„Die vier Gespräche mit den Parteichefs sind sehr gut verlaufen. Wir haben die Möglichkeit genutzt, uns über die wichtigen Zukunftsfragen für Österreich auszutauschen“, so Kurz: „Die FPÖ hat bereits klar gesagt, dass das Wahlergebnis kein Auftrag sei zu regieren und es für sie in Richtung Opposition gehe, um sich dort innerparteilich neu aufzustellen.“
Die anderen drei Parteichefs hätten jedoch Bereitschaft signalisiert, einer nächsten Bundesregierung potenziell anzugehören und mitzugestalten. Kurz kündigte zudem an, dass Sondierungen „in größerer Runde“ am Mittwoch starten sollen.
Kurz’ Einschätzung wurde von der FPÖ bestätigt: Man werde sich nicht an weiteren Sondierungen beteiligen. Hofer hatte zuletzt wiederholt gesagt, dass das schlechte Abschneiden der Freiheitlichen nicht als Regierungsauftrag zu sehen sei. „Bei einem Wahlergebnis von über 20 Prozent wäre ein sofortiger Eintritt in Regierungsverhandlungen möglich gewesen“, meinte Hofer am Donnerstag in einer Aussendung. Die FPÖ erreichte bei der Nationalratswahl nur 16,2 Prozent.
Hofer: Nein „zu diesem Zeitpunkt“
„Das tatsächliche Wahlergebnis gibt uns zu diesem unmittelbaren Schritt keine Legitimation. Die Wähler haben Türkis und Grün gestärkt. Die Folge wird, wie im Wahlkampf von uns klargemacht, dann auch Türkis-Grün sein.“ Hofer warnte weiters vor einer „Linkswende in türkisem Mantel“. Die FPÖ lässt sich freilich alle Möglichkeiten offen: Sollte eine Regierungsbildung scheitern, werde er „den Bundesparteivorstand der FPÖ einberufen, um die Situation neu zu bewerten“, so Hofer am Dienstag nach dem Treffen mit Kurz.

Aufgabenliste:
1) Welches Ergebnis erzielte die FPÖ laut dem Artikel über die Sondierungen nach der Nationalratswahl bei dieser Wahl?
2) Schreibe den Artikel über die Sondierungen nach der Nationalratswahl im gleichen Ton weiter, beginnend nach seinem letzten Satz.
Die Zeilen stehen in keinem Zusammenhang mit dem Artikel über die Sondierungen nach der Nationalratswahl.

Vorliegende Zeilen:
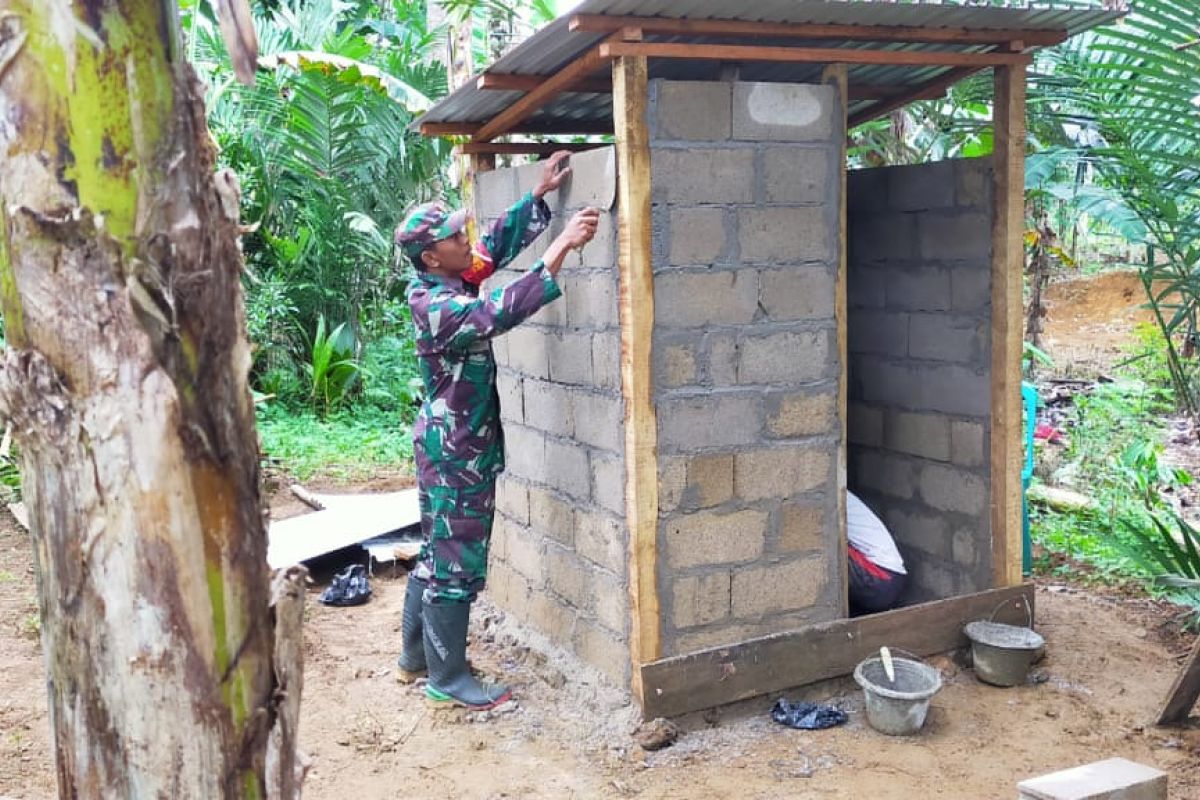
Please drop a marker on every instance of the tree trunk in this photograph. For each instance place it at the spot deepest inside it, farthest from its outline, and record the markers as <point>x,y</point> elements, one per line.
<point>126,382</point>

--

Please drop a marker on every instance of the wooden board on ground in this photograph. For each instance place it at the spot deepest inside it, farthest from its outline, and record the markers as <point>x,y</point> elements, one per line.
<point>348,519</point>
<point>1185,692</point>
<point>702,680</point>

---

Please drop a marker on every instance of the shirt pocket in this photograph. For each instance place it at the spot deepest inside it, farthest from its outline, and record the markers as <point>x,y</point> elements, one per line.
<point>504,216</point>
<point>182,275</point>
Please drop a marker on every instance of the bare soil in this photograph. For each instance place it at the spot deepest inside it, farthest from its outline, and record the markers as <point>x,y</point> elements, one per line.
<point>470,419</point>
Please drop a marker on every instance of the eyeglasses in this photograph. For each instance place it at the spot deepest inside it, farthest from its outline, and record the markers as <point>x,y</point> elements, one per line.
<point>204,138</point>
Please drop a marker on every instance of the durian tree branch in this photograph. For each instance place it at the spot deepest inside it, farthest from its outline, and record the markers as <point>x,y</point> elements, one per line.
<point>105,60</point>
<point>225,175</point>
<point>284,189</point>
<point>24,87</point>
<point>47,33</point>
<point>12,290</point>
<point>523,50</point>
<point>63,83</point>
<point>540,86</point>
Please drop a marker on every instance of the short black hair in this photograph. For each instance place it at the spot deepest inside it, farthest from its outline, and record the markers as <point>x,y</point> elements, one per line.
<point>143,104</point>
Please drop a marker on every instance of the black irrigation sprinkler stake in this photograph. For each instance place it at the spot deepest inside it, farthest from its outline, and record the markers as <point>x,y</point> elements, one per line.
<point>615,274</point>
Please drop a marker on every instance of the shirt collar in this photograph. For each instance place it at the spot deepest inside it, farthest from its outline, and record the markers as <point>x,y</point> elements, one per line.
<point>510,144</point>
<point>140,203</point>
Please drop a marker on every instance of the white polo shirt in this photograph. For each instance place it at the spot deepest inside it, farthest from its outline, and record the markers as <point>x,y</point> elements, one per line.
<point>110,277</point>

Antworten der Reihe:
1) 16,2 Prozent

2)
Kurz will „in engem Austausch bleiben“
Über den weiteren Fahrplan will der Obmann der bei der Nationalratswahl siegreichen Parlamentspartei in den nächsten Tagen informieren. Kurz will „mit allen Parteichefs in engem Austausch bleiben und nächste Woche die Gespräche fortsetzen“. Exklusive Gespräche nur mit einer Partei dürfte es in dieser Phase der Regierungsverhandlungen noch nicht geben. Allgemein wird erwartet, dass die ÖVP nun zu vertiefenden Sondierungsrunden mit Grünen, SPÖ und möglicherweise NEOS einlädt.
Als erster Ansprechpartner für eine Regierungsbildung unter Kurz werden unter Politikexperten und Politikexpertinnen derzeit die Grünen gehandelt. Neben dieser Variante hätte auch eine ÖVP-geführte Koalition mit der SPÖ oder der FPÖ eine Mehrheit im Nationalrat. NEOS kommt für eine Zweierkoalition nicht infrage, es könnte nur als ergänzender Partner in einer Dreierkoalition fungieren.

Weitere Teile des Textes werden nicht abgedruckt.